SUPPLIED PASSAGE below:

Most days I would pass by the car repair shop and see my friends, often we would walk down to the Corniche in the evening and drink coffee served from mobile vendors. Chatting about cars and football, I mentioned I had owned an MGB Roadster, I knew little of the different makes but Ibrahim was an encyclopaedia, he rattled off the variations and spec of each model and said that there’s MG in Beirut, and with that a red Roadster roared along outside lane of the Rue General De Gaul, “you see” he said matter-of-factly.

Back in Cyprus earlier than I planned, the state of my intestines was causing serious discomfort, I bumped into Robert who said he was surprised I got out at all, I was not sure I actually had.

I spent the next few days sitting on a bench looking out to sea; the Lebanese coast is just a couple of hundred kilometres away, but how far in reality from the package holiday resorts is immeasurable. I tried to process everything I had experienced over the previous ten days, the complexity of the politics, the simplicity of the hospitality and the extraordinary expense of ordinance.

End of SUPPLIED PASSAGE.

■ **TASK ITEM**:
Can you reproduce the Beirut passage word for word, from "I spent the" to "expense of ordinance."? None of the items bear any relation to the Beirut passage.

INFORMATION PROVIDED below:

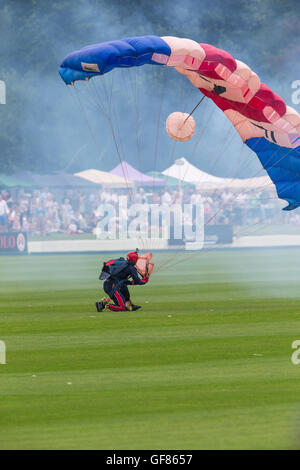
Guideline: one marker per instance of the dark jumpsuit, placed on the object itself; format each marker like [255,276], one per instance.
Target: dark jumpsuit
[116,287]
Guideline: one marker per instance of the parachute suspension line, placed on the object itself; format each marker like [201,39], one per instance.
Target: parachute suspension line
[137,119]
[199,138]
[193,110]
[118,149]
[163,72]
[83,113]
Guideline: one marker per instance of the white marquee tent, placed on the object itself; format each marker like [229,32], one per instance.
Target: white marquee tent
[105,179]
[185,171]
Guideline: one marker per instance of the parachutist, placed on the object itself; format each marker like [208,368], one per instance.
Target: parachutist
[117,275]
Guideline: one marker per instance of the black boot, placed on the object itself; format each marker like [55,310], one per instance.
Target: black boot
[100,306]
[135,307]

End of INFORMATION PROVIDED.
INFORMATION PROVIDED below:

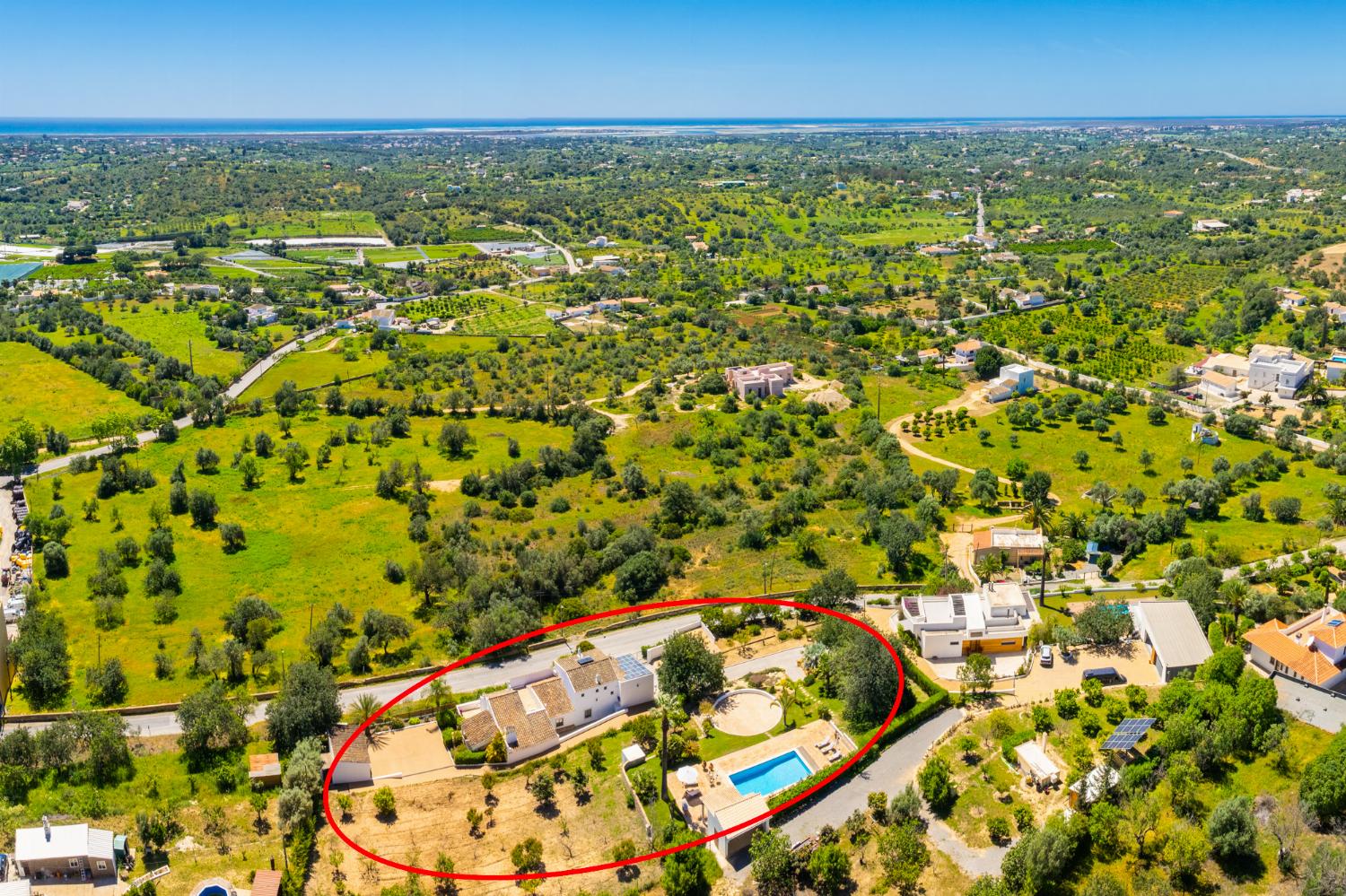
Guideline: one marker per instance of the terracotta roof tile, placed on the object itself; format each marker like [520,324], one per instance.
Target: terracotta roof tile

End of INFORMATION PROVIDED.

■ **TASK ANSWER**:
I spent the next few days sitting on a bench looking out to sea; the Lebanese coast is just a couple of hundred kilometres away, but how far in reality from the package holiday resorts is immeasurable. I tried to process everything I had experienced over the previous ten days, the complexity of the politics, the simplicity of the hospitality and the extraordinary expense of ordinance.